>> begin Extract provided

I closed my successful PR firm of a decade to start over in the name of impact.
The novelist Chimamanda Adichie was the first to warn me about the danger of a single story. In her 2010 TED Talk, she says, “We are more than a single story… If we hear only a single story about another person or country, we risk a critical misunderstanding of the whole.” I do my best to live by her mantra. We are more than a single story — more than our worst thing and more than our best. Our lives are composed of so many overlapping stories.
I can’t help but think back to one single story — one transformative experience — that changed everything about how I think, how I feel, and how I show up as a person, a business owner, a CEO, and a parent. Some might call it a Damascus moment — a biblical reference to Paul the Apostle, who had an experience that dramatically altered his life and beliefs. I call it my awakening.
It was Oct. 20, 2016, the night of the third presidential debate between candidates Hillary Clinton and Donald Trump. I had just put my 6- and 3-year-old girls to bed and sat down to take in this final debate before the November election. Chris Wallace was moderating, and the topic of the debate was the American economy. They were meant to be talking about the American people. They were meant to be talking about how they would support and center the American people through economic policies. Instead, they repeatedly focused on attacking each other and leaving the American people to fend for themselves.
This was more than egos at play. It was something far deeper, revealing a darker truth about the growing disconnect between our national leaders and the American people. Watching two of the most powerful people in the world attack each other on stage instead of addressing the questions of the people left me with a sensation I had never before experienced. I felt the future was about to get very, very bad — and I worried I had become part of the problem.
At the time, I was the founder and CEO of a PR firm that specialized in nonprofit communications. I had been running the agency successfully for more than a decade, guiding nonprofit leaders to tell their best stories in ways that could influence philanthropy, legislation, and communities to improve the human experience. I was doing my best to use communications as a force for good, and in many ways, I was — but that night sparked something deeper in me.

>> end Extract provided
>> begin Supplied data

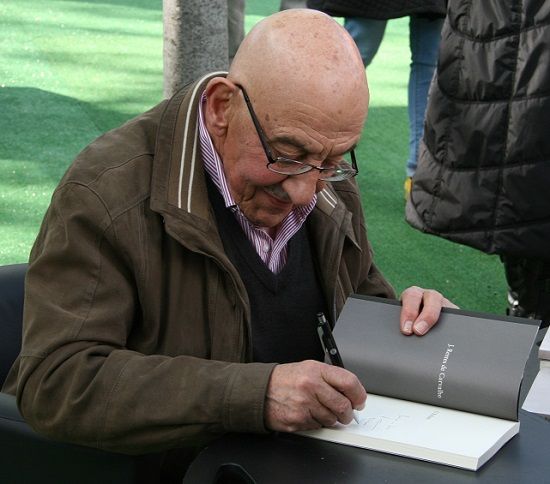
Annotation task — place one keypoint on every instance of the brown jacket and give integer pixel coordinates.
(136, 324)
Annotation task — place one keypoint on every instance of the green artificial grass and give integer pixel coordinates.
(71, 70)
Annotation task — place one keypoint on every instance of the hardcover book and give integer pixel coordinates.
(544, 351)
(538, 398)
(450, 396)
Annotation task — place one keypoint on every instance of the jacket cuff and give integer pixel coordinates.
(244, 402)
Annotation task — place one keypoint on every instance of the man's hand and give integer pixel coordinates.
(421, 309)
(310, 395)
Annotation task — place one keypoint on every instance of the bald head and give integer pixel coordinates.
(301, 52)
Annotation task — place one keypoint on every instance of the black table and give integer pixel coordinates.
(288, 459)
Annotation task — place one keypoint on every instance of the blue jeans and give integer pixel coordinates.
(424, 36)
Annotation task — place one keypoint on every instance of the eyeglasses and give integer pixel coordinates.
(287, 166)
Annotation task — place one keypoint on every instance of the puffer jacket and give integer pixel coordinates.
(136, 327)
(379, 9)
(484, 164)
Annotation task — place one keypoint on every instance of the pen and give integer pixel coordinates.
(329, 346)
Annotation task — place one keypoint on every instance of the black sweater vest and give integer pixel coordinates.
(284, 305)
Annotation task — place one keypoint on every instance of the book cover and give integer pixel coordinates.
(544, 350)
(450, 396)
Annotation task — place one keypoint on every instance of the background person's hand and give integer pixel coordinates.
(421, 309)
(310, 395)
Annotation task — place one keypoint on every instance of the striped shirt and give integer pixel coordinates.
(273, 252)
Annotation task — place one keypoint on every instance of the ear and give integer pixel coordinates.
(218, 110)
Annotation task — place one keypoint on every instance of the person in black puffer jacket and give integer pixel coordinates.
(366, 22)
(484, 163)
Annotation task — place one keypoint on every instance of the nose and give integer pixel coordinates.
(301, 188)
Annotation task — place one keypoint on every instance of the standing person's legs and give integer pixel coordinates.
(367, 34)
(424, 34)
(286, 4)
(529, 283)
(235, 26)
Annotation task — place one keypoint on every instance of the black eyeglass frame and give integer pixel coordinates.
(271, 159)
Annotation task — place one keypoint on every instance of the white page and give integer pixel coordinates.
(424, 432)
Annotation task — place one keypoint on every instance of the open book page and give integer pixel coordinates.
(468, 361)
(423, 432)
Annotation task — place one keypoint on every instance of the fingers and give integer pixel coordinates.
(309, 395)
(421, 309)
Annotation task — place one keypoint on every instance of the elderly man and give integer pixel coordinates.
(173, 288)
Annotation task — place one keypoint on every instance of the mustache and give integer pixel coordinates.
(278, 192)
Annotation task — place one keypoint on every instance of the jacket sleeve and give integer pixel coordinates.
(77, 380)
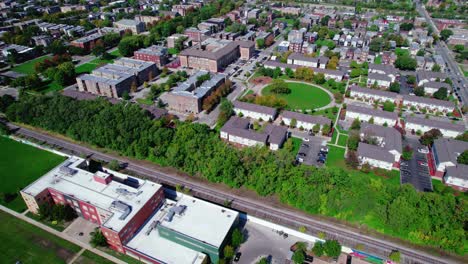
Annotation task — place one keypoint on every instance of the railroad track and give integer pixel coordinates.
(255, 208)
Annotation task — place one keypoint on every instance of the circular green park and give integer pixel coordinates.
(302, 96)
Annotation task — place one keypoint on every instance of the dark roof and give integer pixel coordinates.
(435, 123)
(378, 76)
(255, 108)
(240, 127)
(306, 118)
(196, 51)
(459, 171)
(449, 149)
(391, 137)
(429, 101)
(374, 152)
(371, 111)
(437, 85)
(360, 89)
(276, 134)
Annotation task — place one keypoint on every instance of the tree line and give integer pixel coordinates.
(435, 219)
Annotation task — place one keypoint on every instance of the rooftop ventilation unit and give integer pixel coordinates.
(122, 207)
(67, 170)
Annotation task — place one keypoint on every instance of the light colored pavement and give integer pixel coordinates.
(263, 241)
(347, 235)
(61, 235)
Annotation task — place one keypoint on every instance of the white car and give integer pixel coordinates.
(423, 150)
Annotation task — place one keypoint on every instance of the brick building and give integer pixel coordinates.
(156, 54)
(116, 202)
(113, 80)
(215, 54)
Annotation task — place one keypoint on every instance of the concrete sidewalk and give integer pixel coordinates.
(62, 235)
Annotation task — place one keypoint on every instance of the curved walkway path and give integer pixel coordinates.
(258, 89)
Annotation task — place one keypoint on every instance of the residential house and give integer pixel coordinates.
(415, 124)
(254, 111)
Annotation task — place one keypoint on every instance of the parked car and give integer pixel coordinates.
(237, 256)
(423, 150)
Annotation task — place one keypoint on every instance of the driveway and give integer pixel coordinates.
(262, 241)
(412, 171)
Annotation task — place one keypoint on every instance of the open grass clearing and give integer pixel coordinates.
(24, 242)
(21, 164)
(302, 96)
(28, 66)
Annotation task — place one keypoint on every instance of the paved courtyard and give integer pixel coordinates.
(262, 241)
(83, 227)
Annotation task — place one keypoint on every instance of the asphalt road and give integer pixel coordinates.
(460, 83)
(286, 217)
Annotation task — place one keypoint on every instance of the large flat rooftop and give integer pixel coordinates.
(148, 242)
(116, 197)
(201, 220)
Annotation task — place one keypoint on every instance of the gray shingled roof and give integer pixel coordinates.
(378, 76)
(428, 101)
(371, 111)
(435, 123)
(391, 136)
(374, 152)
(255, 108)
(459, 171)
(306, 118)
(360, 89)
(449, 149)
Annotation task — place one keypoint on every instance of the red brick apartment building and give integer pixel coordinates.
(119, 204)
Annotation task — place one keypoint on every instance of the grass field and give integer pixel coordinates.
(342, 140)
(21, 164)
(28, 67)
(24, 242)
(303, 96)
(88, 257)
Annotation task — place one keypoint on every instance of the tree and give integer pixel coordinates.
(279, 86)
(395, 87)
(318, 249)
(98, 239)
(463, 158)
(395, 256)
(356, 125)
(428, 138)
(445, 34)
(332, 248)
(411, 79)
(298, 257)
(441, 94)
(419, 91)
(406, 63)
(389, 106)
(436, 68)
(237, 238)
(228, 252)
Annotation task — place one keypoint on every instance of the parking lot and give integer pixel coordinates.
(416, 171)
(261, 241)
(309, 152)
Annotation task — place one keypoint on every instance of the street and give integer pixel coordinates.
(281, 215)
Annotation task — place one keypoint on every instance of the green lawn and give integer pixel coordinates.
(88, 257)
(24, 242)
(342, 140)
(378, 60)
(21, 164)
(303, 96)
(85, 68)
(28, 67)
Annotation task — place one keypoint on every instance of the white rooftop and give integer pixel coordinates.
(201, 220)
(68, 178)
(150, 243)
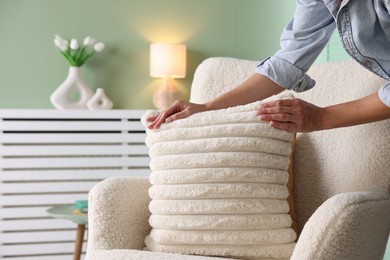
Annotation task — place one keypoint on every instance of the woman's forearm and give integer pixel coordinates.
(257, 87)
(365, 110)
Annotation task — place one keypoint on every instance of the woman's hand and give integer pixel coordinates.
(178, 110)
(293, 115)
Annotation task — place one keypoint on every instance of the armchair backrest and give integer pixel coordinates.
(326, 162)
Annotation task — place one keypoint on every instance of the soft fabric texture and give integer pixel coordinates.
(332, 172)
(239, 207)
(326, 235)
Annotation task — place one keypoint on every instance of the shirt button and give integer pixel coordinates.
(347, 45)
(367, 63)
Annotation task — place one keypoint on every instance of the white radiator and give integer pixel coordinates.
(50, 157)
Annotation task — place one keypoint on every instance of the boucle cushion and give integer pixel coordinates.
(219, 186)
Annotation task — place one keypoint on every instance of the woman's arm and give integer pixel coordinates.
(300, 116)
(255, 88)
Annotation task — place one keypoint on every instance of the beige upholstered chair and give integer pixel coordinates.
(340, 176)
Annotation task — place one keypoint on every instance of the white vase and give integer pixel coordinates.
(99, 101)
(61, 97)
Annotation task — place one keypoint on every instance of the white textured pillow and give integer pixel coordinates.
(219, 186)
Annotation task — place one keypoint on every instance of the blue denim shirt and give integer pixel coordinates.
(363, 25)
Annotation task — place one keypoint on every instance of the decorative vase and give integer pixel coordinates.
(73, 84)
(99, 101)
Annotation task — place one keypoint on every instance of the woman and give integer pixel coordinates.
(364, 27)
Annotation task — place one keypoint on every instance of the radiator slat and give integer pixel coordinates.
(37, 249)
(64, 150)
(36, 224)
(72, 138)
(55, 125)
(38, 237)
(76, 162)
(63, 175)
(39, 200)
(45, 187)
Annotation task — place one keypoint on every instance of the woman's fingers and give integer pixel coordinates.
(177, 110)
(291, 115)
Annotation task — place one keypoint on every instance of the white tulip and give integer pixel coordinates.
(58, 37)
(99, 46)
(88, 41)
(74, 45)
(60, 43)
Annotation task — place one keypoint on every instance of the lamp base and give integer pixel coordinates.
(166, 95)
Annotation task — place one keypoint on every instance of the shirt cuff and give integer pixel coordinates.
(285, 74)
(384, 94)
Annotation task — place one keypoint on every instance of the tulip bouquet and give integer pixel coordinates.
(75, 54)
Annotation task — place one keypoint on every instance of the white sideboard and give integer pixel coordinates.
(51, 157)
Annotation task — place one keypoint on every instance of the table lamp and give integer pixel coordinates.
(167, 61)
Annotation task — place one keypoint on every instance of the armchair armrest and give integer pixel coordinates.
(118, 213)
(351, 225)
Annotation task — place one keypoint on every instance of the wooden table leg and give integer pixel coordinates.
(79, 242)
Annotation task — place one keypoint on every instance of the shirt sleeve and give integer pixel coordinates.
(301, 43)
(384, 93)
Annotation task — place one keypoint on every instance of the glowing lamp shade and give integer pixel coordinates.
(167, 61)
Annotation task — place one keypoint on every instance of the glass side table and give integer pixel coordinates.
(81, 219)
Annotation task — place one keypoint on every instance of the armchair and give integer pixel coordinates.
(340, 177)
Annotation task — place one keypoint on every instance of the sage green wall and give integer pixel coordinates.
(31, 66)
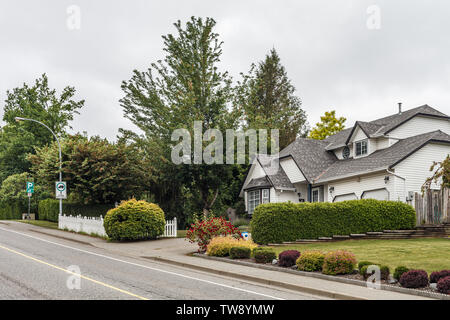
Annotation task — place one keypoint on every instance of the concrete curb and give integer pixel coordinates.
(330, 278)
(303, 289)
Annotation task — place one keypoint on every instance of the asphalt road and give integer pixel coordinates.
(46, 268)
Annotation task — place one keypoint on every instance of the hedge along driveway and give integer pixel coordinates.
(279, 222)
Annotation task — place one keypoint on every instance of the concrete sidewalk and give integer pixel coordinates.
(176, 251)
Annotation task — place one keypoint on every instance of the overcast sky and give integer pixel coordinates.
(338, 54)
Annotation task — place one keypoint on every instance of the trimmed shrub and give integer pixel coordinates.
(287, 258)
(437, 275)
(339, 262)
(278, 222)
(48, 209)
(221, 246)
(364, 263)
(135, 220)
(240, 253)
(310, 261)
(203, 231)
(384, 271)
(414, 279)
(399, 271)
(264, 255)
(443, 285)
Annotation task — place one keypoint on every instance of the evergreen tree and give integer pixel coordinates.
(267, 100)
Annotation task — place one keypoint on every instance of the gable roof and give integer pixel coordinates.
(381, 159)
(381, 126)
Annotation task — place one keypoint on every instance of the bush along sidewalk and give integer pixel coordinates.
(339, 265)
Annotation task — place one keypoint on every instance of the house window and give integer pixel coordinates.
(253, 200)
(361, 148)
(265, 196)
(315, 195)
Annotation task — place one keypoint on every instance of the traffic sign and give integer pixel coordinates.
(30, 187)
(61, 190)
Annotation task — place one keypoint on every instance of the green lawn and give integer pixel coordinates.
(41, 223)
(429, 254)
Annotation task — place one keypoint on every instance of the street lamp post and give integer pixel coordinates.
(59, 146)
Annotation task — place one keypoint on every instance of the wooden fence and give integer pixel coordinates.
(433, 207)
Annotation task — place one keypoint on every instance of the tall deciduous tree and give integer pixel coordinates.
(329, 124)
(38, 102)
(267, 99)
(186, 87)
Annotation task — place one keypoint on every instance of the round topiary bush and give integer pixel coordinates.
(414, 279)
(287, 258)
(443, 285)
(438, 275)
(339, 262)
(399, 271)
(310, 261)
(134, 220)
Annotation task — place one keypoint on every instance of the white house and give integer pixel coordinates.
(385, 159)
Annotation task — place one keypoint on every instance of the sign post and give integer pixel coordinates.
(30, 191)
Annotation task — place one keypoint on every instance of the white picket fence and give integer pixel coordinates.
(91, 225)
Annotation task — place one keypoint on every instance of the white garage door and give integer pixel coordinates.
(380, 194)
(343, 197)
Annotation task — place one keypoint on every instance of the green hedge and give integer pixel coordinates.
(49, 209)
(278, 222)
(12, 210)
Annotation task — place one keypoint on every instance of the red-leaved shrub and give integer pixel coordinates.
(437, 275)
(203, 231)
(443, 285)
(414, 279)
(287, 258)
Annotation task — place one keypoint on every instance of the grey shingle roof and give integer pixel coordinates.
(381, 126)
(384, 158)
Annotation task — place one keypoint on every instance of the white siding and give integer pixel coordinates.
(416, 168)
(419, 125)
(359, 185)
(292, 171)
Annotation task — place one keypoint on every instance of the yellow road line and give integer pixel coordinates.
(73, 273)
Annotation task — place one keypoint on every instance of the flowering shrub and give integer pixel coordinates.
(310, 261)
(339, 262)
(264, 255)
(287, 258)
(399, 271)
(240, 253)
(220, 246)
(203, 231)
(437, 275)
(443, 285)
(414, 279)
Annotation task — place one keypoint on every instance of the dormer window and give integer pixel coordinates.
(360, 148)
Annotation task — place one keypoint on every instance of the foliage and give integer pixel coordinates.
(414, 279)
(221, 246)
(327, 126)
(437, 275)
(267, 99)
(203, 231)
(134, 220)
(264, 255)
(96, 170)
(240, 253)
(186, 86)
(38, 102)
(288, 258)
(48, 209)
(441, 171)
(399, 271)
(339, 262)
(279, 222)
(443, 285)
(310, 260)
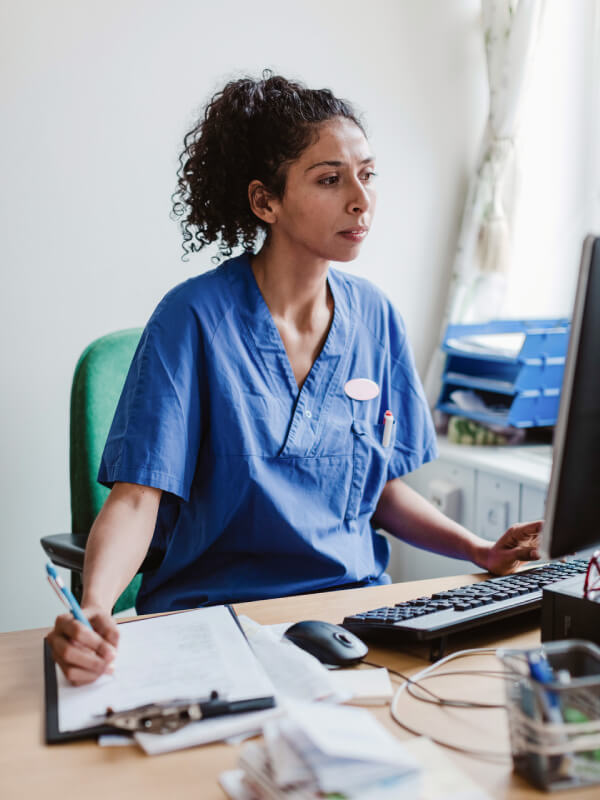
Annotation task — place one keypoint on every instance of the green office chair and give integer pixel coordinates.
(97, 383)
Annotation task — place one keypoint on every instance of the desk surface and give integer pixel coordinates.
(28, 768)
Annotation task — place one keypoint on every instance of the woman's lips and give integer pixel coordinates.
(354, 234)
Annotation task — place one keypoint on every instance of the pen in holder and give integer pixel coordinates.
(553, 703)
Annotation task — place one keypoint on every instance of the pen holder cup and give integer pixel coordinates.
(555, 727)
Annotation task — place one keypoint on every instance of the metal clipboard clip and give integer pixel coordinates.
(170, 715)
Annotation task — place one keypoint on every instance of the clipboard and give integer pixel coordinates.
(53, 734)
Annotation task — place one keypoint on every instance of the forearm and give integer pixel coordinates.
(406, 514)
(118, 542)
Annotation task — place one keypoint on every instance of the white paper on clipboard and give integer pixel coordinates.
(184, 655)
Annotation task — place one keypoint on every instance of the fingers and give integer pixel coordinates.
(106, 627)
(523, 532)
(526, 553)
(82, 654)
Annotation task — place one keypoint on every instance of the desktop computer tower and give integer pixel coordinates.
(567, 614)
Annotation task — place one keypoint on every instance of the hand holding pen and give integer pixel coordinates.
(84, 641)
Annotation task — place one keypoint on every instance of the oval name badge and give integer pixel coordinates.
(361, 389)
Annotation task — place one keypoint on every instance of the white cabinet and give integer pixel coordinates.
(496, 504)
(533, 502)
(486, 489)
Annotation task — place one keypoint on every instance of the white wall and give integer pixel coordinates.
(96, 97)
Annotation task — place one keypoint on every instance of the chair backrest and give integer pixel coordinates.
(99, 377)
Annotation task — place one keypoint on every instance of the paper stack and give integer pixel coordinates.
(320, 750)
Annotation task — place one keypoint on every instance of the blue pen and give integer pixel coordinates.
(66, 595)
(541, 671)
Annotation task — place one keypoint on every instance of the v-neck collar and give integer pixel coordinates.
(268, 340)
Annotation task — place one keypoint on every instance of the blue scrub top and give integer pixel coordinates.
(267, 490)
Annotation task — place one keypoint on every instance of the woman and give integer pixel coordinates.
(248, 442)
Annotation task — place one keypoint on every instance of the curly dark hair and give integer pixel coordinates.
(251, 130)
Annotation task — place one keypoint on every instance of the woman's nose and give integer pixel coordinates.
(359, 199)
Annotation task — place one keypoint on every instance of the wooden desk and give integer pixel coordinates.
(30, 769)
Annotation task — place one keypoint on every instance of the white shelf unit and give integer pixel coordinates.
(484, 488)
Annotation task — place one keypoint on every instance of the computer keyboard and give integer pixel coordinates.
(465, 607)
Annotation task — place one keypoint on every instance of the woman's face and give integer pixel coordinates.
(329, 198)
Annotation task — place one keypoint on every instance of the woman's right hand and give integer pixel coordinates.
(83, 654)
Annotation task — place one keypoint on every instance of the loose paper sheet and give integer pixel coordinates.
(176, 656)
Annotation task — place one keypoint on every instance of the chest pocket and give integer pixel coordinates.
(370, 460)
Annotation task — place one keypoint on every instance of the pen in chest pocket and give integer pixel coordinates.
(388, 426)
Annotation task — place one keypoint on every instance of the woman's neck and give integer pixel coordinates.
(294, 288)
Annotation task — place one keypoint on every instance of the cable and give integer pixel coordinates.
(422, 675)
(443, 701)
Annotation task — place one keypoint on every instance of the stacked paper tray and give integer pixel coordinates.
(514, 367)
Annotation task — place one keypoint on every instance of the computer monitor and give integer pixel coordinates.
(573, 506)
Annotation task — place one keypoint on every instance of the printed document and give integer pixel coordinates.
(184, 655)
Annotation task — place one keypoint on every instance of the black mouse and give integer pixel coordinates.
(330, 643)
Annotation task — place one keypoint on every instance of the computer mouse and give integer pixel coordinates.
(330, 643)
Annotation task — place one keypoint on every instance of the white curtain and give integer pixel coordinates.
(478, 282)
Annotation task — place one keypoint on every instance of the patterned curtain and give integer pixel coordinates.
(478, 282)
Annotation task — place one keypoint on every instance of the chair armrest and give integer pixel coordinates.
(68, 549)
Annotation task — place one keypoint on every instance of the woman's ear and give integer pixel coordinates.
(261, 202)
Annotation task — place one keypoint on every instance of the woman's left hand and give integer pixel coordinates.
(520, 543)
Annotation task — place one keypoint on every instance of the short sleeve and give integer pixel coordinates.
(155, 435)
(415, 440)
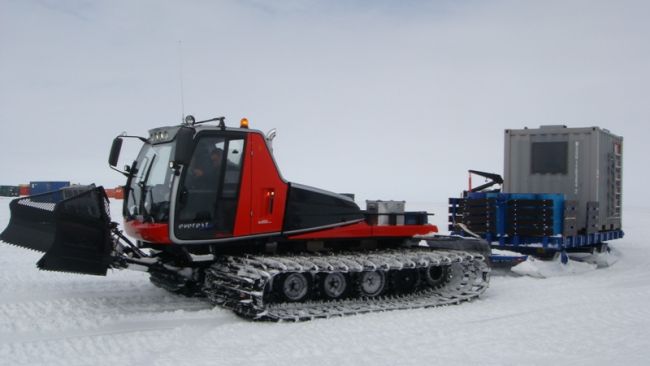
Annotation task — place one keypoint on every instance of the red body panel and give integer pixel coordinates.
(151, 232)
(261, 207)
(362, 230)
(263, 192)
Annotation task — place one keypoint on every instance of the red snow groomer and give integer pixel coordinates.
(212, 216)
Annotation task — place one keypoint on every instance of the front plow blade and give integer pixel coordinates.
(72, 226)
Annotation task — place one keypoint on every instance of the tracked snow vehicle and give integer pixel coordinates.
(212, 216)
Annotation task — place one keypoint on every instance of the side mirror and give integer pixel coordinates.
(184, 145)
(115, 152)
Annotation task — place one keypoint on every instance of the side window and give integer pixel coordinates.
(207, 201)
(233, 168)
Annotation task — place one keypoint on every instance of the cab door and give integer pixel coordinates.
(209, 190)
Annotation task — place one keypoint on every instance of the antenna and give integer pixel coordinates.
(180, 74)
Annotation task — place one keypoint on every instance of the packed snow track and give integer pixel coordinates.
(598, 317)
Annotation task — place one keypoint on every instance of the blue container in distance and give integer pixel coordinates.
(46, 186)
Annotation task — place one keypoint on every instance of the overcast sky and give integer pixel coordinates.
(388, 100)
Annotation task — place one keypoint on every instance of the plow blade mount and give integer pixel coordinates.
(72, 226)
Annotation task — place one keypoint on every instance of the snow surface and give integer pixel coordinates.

>> end Supplied data

- [Requests]:
**a.** Transcribe part of the essay about closing a PR firm: begin at the words "The novelist Chimamanda" and stop after the words "many overlapping stories.".
**b.** Repeat word for word the lines of the records that begin at the line containing "distance and give integer pixel coordinates." and run through the last line of the records.

- [Answers to the exercises]:
**a.**
The novelist Chimamanda Adichie was the first to warn me about the danger of a single story. In her 2010 TED Talk, she says, “We are more than a single story… If we hear only a single story about another person or country, we risk a critical misunderstanding of the whole.” I do my best to live by her mantra. We are more than a single story — more than our worst thing and more than our best. Our lives are composed of so many overlapping stories.

**b.**
Annotation task — place one keypoint on every instance of the blue container in distance and give integer pixel coordinates.
(46, 186)
Annotation task — place one keypoint on every instance of the overcast sky and give integer pixel coordinates.
(388, 100)
Annotation task — place one keypoint on every instance of the plow blade mount and give integer pixel coordinates.
(72, 226)
Annotation task — place one keypoint on every instance of the snow surface and give integer pixel coordinates.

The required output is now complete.